RECORDS SHOWN:
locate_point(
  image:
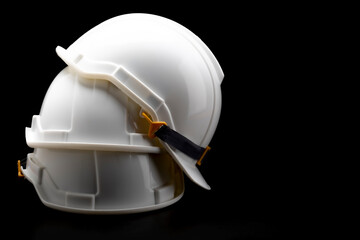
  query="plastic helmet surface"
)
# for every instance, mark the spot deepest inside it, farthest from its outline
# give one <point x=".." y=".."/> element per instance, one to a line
<point x="92" y="149"/>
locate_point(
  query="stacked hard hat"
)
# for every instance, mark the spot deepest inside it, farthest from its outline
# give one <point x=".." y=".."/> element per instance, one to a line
<point x="93" y="152"/>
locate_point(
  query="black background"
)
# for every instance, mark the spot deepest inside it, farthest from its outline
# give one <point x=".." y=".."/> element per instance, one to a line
<point x="252" y="153"/>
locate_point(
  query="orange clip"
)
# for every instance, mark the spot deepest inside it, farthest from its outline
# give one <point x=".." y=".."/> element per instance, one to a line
<point x="19" y="169"/>
<point x="203" y="155"/>
<point x="154" y="126"/>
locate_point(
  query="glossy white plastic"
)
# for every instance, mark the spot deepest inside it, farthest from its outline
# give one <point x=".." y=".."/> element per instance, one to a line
<point x="92" y="153"/>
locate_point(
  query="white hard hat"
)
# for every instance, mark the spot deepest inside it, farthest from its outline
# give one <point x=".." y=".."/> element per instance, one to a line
<point x="92" y="151"/>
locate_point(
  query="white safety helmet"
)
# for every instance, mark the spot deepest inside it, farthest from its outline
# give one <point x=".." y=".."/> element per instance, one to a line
<point x="93" y="151"/>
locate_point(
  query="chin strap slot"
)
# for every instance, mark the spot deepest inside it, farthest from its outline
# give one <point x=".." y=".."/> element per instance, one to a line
<point x="20" y="164"/>
<point x="176" y="140"/>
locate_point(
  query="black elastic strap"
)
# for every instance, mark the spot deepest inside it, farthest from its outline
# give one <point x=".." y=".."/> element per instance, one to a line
<point x="180" y="142"/>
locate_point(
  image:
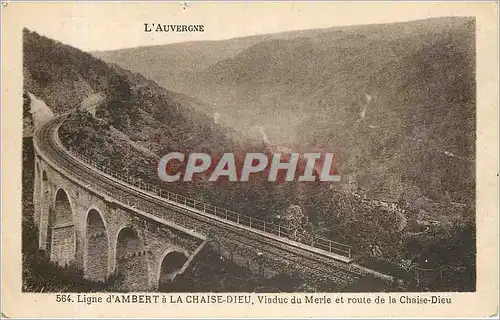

AIM: Count how many of the lines above contain the string "helmet", treating uppercase and lowercase as different, and reply with that number alone.

TASK RESULT: 2